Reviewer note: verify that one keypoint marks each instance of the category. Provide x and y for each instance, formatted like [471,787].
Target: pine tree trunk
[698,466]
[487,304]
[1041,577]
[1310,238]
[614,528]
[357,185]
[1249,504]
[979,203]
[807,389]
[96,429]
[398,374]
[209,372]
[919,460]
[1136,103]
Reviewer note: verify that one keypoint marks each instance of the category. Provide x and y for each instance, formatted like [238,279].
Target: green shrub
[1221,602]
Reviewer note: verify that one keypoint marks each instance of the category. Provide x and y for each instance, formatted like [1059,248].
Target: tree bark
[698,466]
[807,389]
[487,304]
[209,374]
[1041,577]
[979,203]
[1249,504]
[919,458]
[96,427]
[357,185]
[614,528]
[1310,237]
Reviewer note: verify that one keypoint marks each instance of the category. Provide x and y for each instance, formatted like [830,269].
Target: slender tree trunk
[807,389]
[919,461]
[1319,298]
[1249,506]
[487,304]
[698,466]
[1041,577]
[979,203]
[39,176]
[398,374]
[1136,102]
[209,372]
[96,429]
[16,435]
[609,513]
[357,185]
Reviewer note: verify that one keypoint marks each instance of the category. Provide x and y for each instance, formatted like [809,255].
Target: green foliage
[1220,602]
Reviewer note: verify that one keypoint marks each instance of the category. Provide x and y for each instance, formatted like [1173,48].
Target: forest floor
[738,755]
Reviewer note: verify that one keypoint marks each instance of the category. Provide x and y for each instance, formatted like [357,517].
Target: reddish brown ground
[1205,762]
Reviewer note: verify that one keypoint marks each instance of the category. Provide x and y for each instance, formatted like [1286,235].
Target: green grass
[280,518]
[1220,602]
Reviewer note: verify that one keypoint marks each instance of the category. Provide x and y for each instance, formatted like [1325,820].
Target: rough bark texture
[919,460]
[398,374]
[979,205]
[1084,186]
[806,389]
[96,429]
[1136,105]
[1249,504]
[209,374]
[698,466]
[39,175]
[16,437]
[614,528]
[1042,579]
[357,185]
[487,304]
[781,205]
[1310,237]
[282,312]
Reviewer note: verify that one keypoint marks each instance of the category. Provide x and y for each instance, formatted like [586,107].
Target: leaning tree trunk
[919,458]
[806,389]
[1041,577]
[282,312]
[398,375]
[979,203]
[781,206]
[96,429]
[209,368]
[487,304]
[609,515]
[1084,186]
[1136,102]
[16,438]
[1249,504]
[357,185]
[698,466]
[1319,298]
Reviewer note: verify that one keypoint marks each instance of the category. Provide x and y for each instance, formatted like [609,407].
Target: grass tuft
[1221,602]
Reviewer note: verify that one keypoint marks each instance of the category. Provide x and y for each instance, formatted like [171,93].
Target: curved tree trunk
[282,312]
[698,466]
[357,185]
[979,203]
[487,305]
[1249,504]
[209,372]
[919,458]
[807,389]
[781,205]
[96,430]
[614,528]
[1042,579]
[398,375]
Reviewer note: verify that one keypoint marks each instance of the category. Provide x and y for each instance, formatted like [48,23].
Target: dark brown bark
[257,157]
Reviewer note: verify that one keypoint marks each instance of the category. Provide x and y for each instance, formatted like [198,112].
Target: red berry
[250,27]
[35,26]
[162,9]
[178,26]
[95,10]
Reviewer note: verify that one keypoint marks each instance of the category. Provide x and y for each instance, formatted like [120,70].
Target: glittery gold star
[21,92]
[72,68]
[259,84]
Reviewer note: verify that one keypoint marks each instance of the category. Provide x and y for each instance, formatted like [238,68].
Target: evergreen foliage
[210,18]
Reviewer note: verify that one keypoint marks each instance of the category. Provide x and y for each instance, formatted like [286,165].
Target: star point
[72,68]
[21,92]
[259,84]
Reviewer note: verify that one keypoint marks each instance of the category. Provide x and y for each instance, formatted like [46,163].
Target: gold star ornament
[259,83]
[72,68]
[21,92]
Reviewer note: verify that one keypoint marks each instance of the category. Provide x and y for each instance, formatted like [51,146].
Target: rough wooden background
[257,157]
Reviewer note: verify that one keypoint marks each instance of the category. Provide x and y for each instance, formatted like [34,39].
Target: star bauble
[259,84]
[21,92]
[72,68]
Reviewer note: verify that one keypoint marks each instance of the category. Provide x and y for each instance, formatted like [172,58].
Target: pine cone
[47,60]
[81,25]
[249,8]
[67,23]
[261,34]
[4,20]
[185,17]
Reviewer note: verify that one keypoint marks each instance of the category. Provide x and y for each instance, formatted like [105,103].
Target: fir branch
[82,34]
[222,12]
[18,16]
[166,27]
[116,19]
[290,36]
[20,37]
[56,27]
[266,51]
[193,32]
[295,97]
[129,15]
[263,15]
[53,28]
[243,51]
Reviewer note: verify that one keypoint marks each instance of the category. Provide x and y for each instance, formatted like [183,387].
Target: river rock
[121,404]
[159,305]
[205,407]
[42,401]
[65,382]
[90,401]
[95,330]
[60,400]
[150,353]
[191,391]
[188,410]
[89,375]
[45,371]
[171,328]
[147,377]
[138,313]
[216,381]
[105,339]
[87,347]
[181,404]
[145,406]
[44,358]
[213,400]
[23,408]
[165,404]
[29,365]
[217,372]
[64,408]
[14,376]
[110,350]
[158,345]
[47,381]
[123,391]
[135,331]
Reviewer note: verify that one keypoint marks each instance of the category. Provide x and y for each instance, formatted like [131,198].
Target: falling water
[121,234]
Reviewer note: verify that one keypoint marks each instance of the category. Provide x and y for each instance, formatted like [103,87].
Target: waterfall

*WHAT IS EXPECTED*. Return, unchanged, the part of the data that opens with the line containing "formatted like [103,87]." and closes at the end of the data.

*TASK OUTPUT*.
Reviewer note: verify that one keypoint marks each instance of the category. Provide x and y for each instance, formatted like [103,87].
Target: waterfall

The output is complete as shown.